Ask a Data Scientist: What is Machine Learning?

For as popular as the term "machine learning" has come to be, it’s surprising how often it’s equated to robots taking over the world.

Phrases like “neural nets” and “deep learning” tap into our sense of fantasy, but when we jump from new tech to robot takeover, we miss the beauty and power of what machine learning actually is, and the groundbreaking new developments that are pushing industries forward.

Below, Codecademy Senior Curriculum Developer Nitya Mandyam sheds light on what machine learning really is, how it works, and how we use it today.

What is machine learning?

“Machine learning is an umbrella term for a set of algorithmic tools that analyze and extract patterns from data,” Nitya says. “It’s most commonly used for decision-making.”

Unlike traditional software development, which involves giving a computer a set of rules that it uses to execute tasks, machine learning involves teaching the computer to recognize patterns in a set of data. This means you can give your computer huge data sets, and it can make predictions for you.

### THE REQUEST
In the machine learning text, list each topic that the sentence beginning "Codecademy Senior Curriculum Developer Nitya Mandyam sheds light on" names. The material that comes next has nothing to do with this exercise.

### GIVEN INFORMATION
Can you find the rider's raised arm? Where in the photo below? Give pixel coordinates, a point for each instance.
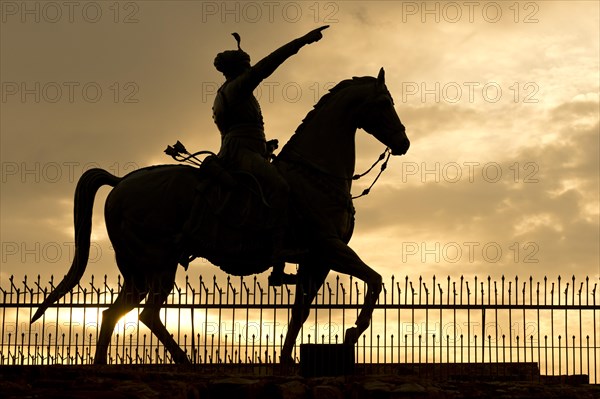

### SOLUTION TO THIS TASK
- What machine learning really is
- How it works
- How we use it today